Dataset records:
- - - -
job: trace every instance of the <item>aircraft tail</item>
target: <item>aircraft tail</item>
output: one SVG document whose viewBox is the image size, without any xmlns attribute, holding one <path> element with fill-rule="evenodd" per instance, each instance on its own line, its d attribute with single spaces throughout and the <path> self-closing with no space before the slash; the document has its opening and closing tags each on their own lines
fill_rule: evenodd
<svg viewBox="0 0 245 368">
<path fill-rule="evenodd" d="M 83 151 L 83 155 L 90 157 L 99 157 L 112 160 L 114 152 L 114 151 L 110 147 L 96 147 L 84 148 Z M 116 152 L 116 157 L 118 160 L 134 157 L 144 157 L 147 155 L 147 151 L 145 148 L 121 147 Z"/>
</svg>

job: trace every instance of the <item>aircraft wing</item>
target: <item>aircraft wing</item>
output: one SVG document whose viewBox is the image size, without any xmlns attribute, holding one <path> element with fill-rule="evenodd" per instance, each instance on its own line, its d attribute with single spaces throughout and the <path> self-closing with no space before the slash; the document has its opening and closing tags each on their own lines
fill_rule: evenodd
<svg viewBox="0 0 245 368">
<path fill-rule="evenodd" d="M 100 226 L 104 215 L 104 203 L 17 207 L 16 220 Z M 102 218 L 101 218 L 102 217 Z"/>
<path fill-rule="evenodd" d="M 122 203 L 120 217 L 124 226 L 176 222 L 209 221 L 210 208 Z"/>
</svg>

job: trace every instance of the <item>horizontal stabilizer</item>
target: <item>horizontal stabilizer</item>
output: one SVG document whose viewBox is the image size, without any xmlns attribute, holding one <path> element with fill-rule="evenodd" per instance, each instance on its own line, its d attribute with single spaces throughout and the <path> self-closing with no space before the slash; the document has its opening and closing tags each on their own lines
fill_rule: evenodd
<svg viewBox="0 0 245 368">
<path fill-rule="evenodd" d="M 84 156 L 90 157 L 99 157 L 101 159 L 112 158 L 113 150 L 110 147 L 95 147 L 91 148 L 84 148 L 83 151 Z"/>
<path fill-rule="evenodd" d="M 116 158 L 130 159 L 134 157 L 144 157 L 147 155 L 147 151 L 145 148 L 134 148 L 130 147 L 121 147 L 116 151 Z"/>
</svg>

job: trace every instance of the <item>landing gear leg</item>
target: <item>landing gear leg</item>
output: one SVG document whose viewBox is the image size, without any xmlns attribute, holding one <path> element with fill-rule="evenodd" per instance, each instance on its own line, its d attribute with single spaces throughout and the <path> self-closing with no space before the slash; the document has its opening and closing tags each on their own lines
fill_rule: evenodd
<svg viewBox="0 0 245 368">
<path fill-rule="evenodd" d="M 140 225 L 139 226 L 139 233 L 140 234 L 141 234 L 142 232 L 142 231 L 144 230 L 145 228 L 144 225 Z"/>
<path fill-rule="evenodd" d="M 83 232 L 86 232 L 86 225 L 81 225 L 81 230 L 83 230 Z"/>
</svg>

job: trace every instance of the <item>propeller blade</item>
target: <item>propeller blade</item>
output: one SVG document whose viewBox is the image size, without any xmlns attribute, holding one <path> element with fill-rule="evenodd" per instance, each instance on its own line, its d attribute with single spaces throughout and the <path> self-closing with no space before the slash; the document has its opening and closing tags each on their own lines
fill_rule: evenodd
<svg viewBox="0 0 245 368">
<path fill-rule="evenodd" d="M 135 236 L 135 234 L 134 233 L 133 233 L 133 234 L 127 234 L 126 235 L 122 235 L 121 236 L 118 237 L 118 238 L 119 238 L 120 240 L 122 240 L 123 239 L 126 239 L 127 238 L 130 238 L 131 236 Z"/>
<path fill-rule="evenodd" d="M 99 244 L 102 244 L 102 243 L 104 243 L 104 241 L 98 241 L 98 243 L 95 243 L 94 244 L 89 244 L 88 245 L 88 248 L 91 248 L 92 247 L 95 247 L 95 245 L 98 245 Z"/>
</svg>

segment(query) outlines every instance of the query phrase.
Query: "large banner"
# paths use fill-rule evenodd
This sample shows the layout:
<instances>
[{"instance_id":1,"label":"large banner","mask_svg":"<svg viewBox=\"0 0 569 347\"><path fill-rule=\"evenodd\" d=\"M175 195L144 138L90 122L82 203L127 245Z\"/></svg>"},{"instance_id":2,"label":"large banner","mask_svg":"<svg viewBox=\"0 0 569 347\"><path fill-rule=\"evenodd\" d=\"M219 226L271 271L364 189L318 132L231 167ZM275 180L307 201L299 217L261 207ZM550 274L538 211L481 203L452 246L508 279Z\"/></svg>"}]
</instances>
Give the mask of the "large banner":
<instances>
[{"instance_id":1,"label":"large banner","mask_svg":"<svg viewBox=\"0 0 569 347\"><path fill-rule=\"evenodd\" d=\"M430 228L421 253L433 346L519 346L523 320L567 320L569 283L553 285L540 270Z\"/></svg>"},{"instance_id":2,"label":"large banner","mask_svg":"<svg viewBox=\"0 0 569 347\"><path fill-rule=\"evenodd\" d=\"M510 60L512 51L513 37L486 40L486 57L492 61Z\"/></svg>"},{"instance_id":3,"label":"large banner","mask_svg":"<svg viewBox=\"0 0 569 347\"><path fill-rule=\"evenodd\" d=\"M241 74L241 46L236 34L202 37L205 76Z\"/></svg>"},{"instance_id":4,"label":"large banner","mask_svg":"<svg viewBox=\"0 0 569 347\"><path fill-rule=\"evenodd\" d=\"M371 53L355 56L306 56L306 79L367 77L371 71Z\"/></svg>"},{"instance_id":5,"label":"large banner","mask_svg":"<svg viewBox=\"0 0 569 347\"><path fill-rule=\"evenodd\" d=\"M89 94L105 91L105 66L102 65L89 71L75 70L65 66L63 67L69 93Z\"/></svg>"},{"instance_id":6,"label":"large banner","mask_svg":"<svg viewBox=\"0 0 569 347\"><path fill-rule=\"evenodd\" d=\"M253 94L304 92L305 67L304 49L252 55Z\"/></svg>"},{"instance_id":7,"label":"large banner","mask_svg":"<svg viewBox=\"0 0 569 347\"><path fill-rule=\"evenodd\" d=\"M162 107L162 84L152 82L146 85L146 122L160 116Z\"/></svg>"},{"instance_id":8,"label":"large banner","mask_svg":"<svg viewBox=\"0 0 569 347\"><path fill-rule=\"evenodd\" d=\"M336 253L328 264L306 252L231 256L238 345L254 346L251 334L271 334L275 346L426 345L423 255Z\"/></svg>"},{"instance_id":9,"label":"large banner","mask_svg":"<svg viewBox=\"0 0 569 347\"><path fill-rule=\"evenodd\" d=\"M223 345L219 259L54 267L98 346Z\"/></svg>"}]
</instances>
- - - -
_OBJECTIVE_
Please switch "aircraft wing" to "airplane wing" everywhere it occurs in these lines, leaving everything else unchanged.

_COMPLETE OUTPUT_
job: trace every instance of the <item>aircraft tail</item>
target: <item>aircraft tail</item>
output: one SVG document whose viewBox is the image size, without any xmlns attribute, holding one <path> element with fill-rule="evenodd" per instance, each instance on its own line, its d attribute with single spaces throughout and the <path> self-closing with no space before the slash; the document has its opening and closing tags each on their own lines
fill_rule: evenodd
<svg viewBox="0 0 245 368">
<path fill-rule="evenodd" d="M 83 151 L 83 155 L 90 157 L 99 157 L 112 160 L 114 152 L 114 151 L 110 147 L 96 147 L 84 148 Z M 116 152 L 116 157 L 118 160 L 134 157 L 144 157 L 147 155 L 147 151 L 145 148 L 121 147 Z"/>
</svg>

job: trace every instance of the <item>airplane wing</item>
target: <item>airplane wing</item>
output: one SVG document whose viewBox is the image size, without any xmlns attribute, holding one <path> element with fill-rule="evenodd" per instance, each instance on its own line, its d attribute with single spaces throughout and the <path> self-closing with no space before the slash; the document has its opening and closing tags each on their own lines
fill_rule: evenodd
<svg viewBox="0 0 245 368">
<path fill-rule="evenodd" d="M 100 226 L 104 215 L 104 203 L 17 207 L 16 220 Z M 102 218 L 101 218 L 102 217 Z"/>
<path fill-rule="evenodd" d="M 122 203 L 120 217 L 124 226 L 176 222 L 209 221 L 210 208 Z"/>
</svg>

job: trace every instance of the <item>horizontal stabilizer</item>
target: <item>horizontal stabilizer</item>
output: one SVG document whose viewBox is the image size, without any xmlns attribute, holding one <path> element with fill-rule="evenodd" per instance, each instance on its own line, its d attribute with single spaces throughout and the <path> self-closing with no space before the slash; the document has its opening and closing tags each on their own lines
fill_rule: evenodd
<svg viewBox="0 0 245 368">
<path fill-rule="evenodd" d="M 84 156 L 90 157 L 99 157 L 101 159 L 112 158 L 113 150 L 110 147 L 95 147 L 91 148 L 84 148 L 83 151 Z"/>
<path fill-rule="evenodd" d="M 116 158 L 130 159 L 134 157 L 144 157 L 147 155 L 147 151 L 145 148 L 134 148 L 130 147 L 121 147 L 116 151 Z"/>
</svg>

job: trace every instance of the <item>landing gear leg</item>
target: <item>landing gear leg</item>
output: one SVG document whose viewBox is the image size, without any xmlns attribute, holding one <path> element with fill-rule="evenodd" per instance, each instance on its own line, its d attribute with single spaces throughout and the <path> self-closing with no space before the slash; the document has its opening and closing tags each on their own lines
fill_rule: evenodd
<svg viewBox="0 0 245 368">
<path fill-rule="evenodd" d="M 140 225 L 139 226 L 139 233 L 140 234 L 141 234 L 142 232 L 142 231 L 144 230 L 145 228 L 144 225 Z"/>
<path fill-rule="evenodd" d="M 83 232 L 86 232 L 86 225 L 81 225 L 81 230 L 83 230 Z"/>
</svg>

job: trace every instance of the <item>propeller blade</item>
target: <item>propeller blade</item>
output: one SVG document whose viewBox is the image size, without any xmlns attribute, holding one <path> element with fill-rule="evenodd" per instance, each instance on its own line, its d attribute with single spaces throughout and the <path> self-closing with no space before the slash; the document has its opening and closing tags each on their own lines
fill_rule: evenodd
<svg viewBox="0 0 245 368">
<path fill-rule="evenodd" d="M 135 236 L 135 234 L 134 233 L 133 233 L 133 234 L 127 234 L 126 235 L 122 235 L 121 236 L 118 237 L 118 238 L 119 238 L 120 240 L 122 240 L 123 239 L 126 239 L 127 238 L 130 238 L 131 236 Z"/>
<path fill-rule="evenodd" d="M 99 244 L 102 244 L 102 243 L 104 243 L 104 241 L 98 241 L 98 243 L 95 243 L 94 244 L 89 244 L 88 245 L 88 248 L 91 248 L 92 247 L 95 247 L 95 245 L 98 245 Z"/>
</svg>

segment(query) outlines every instance of the query phrase.
Query: "large banner"
# paths use fill-rule evenodd
This sample shows the layout:
<instances>
[{"instance_id":1,"label":"large banner","mask_svg":"<svg viewBox=\"0 0 569 347\"><path fill-rule=\"evenodd\" d=\"M175 195L144 138L90 122L82 203L127 245Z\"/></svg>"},{"instance_id":2,"label":"large banner","mask_svg":"<svg viewBox=\"0 0 569 347\"><path fill-rule=\"evenodd\" d=\"M219 226L271 271L364 189L318 132L231 167ZM275 180L307 201L299 217L261 207ZM550 274L538 211L481 203L452 246L508 279Z\"/></svg>"}]
</instances>
Give the mask of the "large banner":
<instances>
[{"instance_id":1,"label":"large banner","mask_svg":"<svg viewBox=\"0 0 569 347\"><path fill-rule=\"evenodd\" d=\"M430 228L421 253L433 346L519 346L523 320L567 320L569 283L553 285L540 270Z\"/></svg>"},{"instance_id":2,"label":"large banner","mask_svg":"<svg viewBox=\"0 0 569 347\"><path fill-rule=\"evenodd\" d=\"M510 60L512 51L513 37L486 40L486 57L492 61Z\"/></svg>"},{"instance_id":3,"label":"large banner","mask_svg":"<svg viewBox=\"0 0 569 347\"><path fill-rule=\"evenodd\" d=\"M241 74L241 46L236 34L202 37L205 76Z\"/></svg>"},{"instance_id":4,"label":"large banner","mask_svg":"<svg viewBox=\"0 0 569 347\"><path fill-rule=\"evenodd\" d=\"M371 53L355 56L306 56L306 79L367 77L371 71Z\"/></svg>"},{"instance_id":5,"label":"large banner","mask_svg":"<svg viewBox=\"0 0 569 347\"><path fill-rule=\"evenodd\" d=\"M89 94L105 91L105 66L102 65L89 71L75 70L65 66L63 67L69 93Z\"/></svg>"},{"instance_id":6,"label":"large banner","mask_svg":"<svg viewBox=\"0 0 569 347\"><path fill-rule=\"evenodd\" d=\"M253 94L304 92L305 67L304 49L252 55Z\"/></svg>"},{"instance_id":7,"label":"large banner","mask_svg":"<svg viewBox=\"0 0 569 347\"><path fill-rule=\"evenodd\" d=\"M162 107L162 84L152 82L146 85L146 122L160 116Z\"/></svg>"},{"instance_id":8,"label":"large banner","mask_svg":"<svg viewBox=\"0 0 569 347\"><path fill-rule=\"evenodd\" d=\"M336 253L328 264L306 252L231 256L238 345L254 346L251 334L271 334L275 346L426 345L423 255Z\"/></svg>"},{"instance_id":9,"label":"large banner","mask_svg":"<svg viewBox=\"0 0 569 347\"><path fill-rule=\"evenodd\" d=\"M223 345L219 259L54 267L98 346Z\"/></svg>"}]
</instances>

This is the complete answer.